■ **TASK OBJECTIVE**
Retype the lines starting at the one containing "Indicate the blue" and ending at the one containing "Indicate the wooden", both included, with no changes.
* begin DATA *
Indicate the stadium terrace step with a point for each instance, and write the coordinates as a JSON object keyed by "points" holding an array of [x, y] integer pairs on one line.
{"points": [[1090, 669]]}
* end DATA *
* begin DATA *
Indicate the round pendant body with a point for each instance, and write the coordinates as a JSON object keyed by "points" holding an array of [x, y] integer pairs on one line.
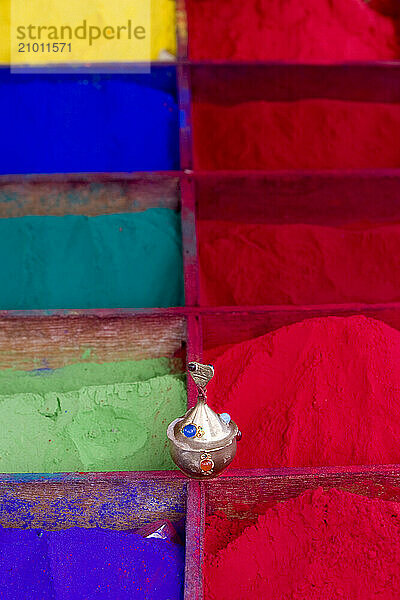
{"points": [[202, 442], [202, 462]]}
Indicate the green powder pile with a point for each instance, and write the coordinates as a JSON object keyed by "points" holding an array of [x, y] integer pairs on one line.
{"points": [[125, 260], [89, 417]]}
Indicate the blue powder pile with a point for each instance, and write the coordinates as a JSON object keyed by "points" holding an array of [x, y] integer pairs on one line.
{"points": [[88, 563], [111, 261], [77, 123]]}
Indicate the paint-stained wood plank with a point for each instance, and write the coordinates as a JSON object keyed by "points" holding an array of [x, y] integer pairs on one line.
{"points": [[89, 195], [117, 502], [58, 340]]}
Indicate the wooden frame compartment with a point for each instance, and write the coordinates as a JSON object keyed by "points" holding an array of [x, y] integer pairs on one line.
* end DATA *
* begin DATA *
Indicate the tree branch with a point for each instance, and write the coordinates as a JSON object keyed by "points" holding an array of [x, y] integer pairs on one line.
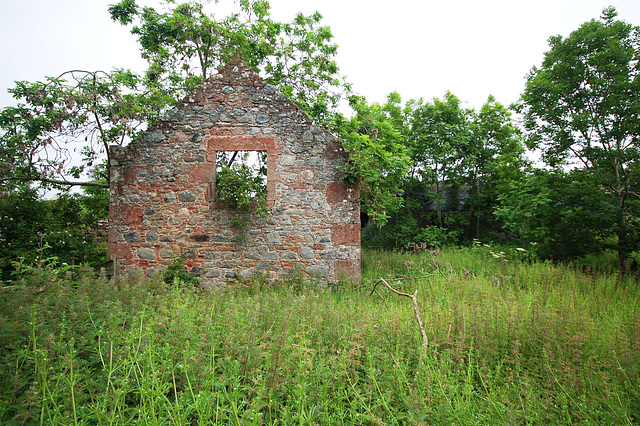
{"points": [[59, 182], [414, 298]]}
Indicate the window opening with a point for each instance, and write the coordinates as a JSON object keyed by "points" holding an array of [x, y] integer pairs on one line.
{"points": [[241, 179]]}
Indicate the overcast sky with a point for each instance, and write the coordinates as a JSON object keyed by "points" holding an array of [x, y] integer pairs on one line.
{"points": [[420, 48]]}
* end DATA *
■ **WRITTEN ANSWER**
Indicate the blue powder pile with a point for each instance, and write the coordinates as a JSON object keyed by "points" holding an array of [x, y] integer pairs on one line.
{"points": [[88, 563], [111, 261], [77, 123]]}
Indicate the paint-stained wood plank with a point for each instance, and write the coordinates as a JSON object keyed by "points" holding an array of [x, y] integer pairs on one line.
{"points": [[89, 195], [117, 502], [58, 340]]}
Indicate the wooden frame compartment with a point for each instance, and write the coordinates as a JSON object keyed by "points" holding an array of [x, y] integer pairs on one line.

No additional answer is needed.